Written instruction: Report every line in the records that contains the string "background", and copy each of those lines in full.

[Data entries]
*-*-*

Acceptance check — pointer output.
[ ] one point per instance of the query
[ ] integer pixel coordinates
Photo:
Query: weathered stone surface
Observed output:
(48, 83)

*-*-*

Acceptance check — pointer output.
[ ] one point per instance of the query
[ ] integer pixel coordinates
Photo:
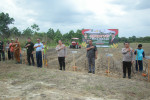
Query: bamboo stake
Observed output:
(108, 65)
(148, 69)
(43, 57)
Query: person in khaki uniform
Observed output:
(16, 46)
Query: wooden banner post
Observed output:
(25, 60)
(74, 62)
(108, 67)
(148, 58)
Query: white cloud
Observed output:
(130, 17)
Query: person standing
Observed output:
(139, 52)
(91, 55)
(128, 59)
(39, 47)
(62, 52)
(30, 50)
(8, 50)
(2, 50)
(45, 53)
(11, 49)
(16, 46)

*-*-*

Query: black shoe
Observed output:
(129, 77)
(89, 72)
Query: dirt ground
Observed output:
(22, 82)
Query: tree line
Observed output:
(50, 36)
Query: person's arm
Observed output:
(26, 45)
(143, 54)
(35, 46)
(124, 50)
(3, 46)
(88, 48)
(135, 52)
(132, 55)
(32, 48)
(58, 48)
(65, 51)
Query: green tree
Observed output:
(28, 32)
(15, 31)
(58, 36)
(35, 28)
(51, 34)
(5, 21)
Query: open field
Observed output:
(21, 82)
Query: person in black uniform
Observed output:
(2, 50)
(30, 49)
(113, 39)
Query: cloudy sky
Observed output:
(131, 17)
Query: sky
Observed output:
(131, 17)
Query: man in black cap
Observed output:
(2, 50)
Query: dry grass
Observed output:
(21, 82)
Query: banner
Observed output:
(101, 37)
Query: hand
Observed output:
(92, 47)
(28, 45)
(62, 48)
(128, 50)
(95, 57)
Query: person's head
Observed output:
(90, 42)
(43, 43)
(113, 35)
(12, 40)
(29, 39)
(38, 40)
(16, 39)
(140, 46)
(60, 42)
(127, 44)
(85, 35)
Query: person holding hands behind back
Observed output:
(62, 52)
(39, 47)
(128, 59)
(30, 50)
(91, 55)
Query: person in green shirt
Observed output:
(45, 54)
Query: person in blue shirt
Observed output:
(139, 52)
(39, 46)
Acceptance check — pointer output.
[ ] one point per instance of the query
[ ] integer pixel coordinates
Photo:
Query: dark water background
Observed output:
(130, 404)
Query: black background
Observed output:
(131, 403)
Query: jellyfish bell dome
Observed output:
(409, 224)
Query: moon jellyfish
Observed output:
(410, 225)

*-*-*

Full solution:
Query: dark water background
Query: black background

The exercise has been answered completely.